╭─ Given data

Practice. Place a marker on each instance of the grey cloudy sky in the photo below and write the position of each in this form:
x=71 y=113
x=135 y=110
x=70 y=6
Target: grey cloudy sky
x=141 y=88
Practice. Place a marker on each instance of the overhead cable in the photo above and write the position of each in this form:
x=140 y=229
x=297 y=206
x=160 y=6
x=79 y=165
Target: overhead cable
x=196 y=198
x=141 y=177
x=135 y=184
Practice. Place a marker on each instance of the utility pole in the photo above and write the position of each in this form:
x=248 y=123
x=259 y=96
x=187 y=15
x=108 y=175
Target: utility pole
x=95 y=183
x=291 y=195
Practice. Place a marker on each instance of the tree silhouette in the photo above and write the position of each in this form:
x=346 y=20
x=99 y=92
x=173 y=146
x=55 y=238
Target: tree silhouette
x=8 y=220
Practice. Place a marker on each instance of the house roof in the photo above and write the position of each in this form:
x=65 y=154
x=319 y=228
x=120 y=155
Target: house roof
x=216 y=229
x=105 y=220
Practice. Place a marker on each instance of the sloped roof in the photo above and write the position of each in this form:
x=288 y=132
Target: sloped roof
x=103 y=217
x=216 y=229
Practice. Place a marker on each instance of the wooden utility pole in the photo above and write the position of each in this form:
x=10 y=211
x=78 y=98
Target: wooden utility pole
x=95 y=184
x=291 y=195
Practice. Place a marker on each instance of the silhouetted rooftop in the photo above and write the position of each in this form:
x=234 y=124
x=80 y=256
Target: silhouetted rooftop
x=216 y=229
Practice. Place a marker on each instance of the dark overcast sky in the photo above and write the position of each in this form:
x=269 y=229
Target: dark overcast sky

╰─

Transcribe every record above exactly as it appears.

Practice. Place a marker on each instance of the grey cloudy sky in the photo below and write the position of each in this form:
x=71 y=113
x=135 y=110
x=70 y=6
Target: grey cloudy sky
x=141 y=88
Practice. Place a marker on each instance of the overhead cable in the photo above and write the position of each in this form:
x=140 y=229
x=297 y=206
x=160 y=6
x=79 y=165
Target: overhead cable
x=196 y=198
x=141 y=177
x=135 y=184
Practice. Place a marker on each instance of the utility pole in the photo above and write the position of each in this form:
x=248 y=123
x=259 y=96
x=187 y=15
x=108 y=175
Target: utility pole
x=95 y=183
x=291 y=195
Practice. Place a marker on each instance of the tree silhouette in the photo above and write the position of each in this form:
x=346 y=20
x=99 y=92
x=173 y=146
x=55 y=238
Target: tree silhouette
x=8 y=220
Practice. Place a marker on each instance of the house roof in the photo above and write the position of each in this form:
x=65 y=154
x=319 y=228
x=120 y=155
Target: house roof
x=216 y=229
x=105 y=220
Practice. Place a marker on each instance of the sloped roof in the photo above and write the position of each in this form:
x=288 y=132
Target: sloped roof
x=103 y=217
x=216 y=229
Practice. Place a marker on each instance of the wooden utility pole in the photo above and write the position of each in this form:
x=10 y=211
x=78 y=98
Target: wooden utility pole
x=95 y=184
x=291 y=195
Practice. Place a marker on each instance of the silhouetted rooftop in the photo above and write the position of each in this form:
x=234 y=124
x=80 y=256
Target: silhouetted rooftop
x=216 y=229
Practice. Place a marker on each instance of the dark overcast sky in the photo above and write the position of each in this form:
x=269 y=229
Target: dark overcast sky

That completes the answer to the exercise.